SET PROBLEM:
Only the run of lines from the one containing "of the speckled" through the last line should be returned, exactly as written.

SUPPLIED MATERIAL:
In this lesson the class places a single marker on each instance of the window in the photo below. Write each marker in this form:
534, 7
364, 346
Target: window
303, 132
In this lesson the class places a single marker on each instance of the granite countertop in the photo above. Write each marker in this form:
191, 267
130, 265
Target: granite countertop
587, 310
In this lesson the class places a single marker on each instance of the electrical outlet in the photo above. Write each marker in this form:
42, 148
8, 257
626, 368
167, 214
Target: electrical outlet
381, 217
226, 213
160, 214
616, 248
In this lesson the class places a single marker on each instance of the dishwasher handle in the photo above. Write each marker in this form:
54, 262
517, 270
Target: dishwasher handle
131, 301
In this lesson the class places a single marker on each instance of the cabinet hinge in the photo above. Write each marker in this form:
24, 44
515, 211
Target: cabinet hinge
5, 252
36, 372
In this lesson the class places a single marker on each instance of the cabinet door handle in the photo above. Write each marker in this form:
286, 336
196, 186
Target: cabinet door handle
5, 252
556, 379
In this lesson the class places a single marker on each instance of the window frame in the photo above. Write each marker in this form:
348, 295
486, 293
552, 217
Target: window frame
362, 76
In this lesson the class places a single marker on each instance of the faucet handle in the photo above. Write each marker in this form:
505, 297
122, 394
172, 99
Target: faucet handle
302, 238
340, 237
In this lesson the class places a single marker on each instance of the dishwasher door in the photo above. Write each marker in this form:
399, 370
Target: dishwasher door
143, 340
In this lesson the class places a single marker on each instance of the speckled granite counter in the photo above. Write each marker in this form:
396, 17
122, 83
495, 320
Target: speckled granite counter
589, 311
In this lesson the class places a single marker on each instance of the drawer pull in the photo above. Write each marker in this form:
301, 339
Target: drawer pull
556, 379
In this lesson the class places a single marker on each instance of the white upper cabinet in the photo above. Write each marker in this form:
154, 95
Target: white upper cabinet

EXERCISE RESULT:
In this lesson the class places a single marker on each instance of the speckled granite counter in the photo above. Write each marker in this form:
396, 17
122, 83
495, 320
Target: speckled granite counter
589, 311
In this lesson the class places a single marker on each instance of the drawer pull in the photo above. Write each marker in this form:
301, 339
Target: drawer pull
556, 379
In this lesson the class places a single marker on each instance of the white upper cabinet in the photo above. Write each marker in this form:
154, 95
Target: white upper cabinet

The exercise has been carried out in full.